SUPPLIED PASSAGE
______
7. A communications module for providing communication services to vehicle subsystems, comprising:

a central processing unit in a vehicle;

a CAN transceiver operatively connected to the central processing unit connected to an external bus in the vehicle, the external bus being operatively connected to at least one vehicle subsystem;

a software stack operatively connected to the central processing unit configured to wrap communications packets in a CAN header for communications packets entering a vehicle from an external network, the software stack being further configured to remove CAN headers for communications packets leaving the vehicle;

software, executed by the central processing unit, configured to translate messages comprising the communications packets from a remote network format to CAN format; and,

software, executed by the central processing unit, configured to support a bonding or provisioning process required by at least one external communications protocol.

8. The communications module of claim 7 wherein the module is further configured to establishing a communications channel between the at least one vehicle subsystem and at least one external system coordinating a smart charging program.
______
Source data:
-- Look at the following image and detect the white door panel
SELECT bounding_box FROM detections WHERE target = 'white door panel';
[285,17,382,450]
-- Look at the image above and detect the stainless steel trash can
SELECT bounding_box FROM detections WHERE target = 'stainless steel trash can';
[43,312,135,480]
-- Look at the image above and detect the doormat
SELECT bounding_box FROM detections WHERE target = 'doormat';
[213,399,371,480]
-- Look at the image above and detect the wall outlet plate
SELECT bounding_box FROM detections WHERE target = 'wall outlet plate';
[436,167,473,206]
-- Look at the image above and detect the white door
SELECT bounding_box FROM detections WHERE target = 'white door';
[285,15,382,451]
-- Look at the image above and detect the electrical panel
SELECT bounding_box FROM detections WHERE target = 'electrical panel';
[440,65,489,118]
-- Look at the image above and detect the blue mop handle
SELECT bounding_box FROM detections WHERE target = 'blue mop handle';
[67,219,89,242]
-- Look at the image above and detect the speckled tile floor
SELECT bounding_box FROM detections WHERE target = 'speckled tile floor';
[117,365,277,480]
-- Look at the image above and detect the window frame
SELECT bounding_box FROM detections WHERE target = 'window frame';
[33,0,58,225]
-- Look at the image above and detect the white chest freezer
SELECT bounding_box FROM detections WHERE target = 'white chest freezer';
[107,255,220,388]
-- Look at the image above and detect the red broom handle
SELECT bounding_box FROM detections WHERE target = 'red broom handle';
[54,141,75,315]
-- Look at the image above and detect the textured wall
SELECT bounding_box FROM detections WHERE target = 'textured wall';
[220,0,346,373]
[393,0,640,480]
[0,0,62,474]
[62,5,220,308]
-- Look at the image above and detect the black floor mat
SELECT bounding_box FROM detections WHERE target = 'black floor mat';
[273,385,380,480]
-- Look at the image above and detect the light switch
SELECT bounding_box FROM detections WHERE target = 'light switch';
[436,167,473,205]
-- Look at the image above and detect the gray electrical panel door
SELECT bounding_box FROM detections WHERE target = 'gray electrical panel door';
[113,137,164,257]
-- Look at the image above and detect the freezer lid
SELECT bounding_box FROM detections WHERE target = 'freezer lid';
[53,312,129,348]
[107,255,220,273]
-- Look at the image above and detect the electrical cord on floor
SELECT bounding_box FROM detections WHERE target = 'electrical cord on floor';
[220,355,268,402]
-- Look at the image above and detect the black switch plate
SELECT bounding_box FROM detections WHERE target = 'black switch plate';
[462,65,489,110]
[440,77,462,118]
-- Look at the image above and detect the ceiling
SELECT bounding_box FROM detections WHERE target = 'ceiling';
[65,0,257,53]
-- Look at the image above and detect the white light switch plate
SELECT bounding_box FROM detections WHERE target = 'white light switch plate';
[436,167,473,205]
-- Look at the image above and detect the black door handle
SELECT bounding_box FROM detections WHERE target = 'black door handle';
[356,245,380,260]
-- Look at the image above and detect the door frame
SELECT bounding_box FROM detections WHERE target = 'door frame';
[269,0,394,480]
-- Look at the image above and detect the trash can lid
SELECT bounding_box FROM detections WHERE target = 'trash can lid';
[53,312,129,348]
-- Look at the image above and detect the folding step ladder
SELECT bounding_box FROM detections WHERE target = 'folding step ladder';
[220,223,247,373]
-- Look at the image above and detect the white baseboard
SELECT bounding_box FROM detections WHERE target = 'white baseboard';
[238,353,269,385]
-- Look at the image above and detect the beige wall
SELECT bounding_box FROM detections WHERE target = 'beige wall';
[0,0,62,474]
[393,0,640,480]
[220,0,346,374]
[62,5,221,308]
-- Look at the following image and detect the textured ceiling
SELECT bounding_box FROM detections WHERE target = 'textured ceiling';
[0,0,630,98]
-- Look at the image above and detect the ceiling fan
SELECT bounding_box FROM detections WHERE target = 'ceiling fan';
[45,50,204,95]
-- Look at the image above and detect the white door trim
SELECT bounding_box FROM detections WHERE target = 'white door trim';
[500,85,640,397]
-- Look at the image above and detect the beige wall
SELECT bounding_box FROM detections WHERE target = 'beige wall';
______
INSTRUCTIONS
**1.** Please translate this sentence from the vehicle communications module text into Spanish: "A communications module for providing communication services to vehicle subsystems, comprising: a central processing unit in a vehicle; a CAN transceiver operatively connected to the central processing unit connected to an external bus in the vehicle, the external bus being operatively connected to at least one vehicle subsystem; a software stack operatively connected to the central processing unit configured to wrap communications packets in a CAN header for communications packets entering a vehicle from an external network, the software stack being further configured to remove CAN headers for communications packets leaving the vehicle; software, executed by the central processing unit, configured to translate messages comprising the communications packets from a remote network format to CAN format; and, software, executed by the central processing unit, configured to support a bonding or provisioning process required by at least one external communications protocol."
**2.** In the vehicle communications module text, what does the software stack do with CAN headers on communications packets leaving the vehicle?
These items are separate material, apart from the vehicle communications module text.

TASK-BY-TASK OUTPUTS
**1.** Un módulo de comunicaciones para proporcionar servicios de comunicación a subsistemas de un vehículo, que comprende: una unidad central de procesamiento en un vehículo; un transceptor CAN conectado operativamente a la unidad central de procesamiento, conectado a un bus externo en el vehículo, estando el bus externo conectado operativamente a al menos un subsistema del vehículo; una pila de software conectada operativamente a la unidad central de procesamiento, configurada para encapsular los paquetes de comunicaciones en un encabezado CAN en el caso de los paquetes de comunicaciones que entran en un vehículo desde una red externa, estando la pila de software configurada además para eliminar los encabezados CAN de los paquetes de comunicaciones que salen del vehículo; software, ejecutado por la unidad central de procesamiento, configurado para traducir los mensajes que comprenden los paquetes de comunicaciones de un formato de red remota al formato CAN; y software, ejecutado por la unidad central de procesamiento, configurado para admitir un proceso de vinculación o aprovisionamiento requerido por al menos un protocolo de comunicaciones externo.

**2.** It removes them.